[The data — start]

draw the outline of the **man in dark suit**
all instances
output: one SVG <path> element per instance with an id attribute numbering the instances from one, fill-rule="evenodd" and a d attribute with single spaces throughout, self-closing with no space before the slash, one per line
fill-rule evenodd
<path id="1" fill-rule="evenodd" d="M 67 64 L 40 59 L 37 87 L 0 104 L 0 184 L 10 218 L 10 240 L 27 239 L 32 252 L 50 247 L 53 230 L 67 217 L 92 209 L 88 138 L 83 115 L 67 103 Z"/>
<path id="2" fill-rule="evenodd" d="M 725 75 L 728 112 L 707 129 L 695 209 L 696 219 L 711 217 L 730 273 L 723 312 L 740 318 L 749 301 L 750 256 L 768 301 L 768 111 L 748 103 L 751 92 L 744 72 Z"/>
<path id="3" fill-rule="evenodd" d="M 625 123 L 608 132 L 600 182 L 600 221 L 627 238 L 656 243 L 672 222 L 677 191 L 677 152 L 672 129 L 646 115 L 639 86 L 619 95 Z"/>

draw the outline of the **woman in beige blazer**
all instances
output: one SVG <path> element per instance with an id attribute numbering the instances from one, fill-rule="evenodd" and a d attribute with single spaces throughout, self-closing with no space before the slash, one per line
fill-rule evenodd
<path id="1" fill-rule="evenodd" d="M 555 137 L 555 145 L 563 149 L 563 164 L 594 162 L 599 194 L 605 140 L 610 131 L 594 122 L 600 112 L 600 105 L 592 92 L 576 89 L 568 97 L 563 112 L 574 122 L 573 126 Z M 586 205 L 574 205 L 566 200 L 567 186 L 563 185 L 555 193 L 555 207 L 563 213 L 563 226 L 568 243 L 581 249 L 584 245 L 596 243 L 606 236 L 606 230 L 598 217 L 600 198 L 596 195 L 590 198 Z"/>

[The data — finish]

Pull out every line above that holds the word "draw".

draw the outline of the **man in dark suit**
draw the outline of the **woman in beige blazer**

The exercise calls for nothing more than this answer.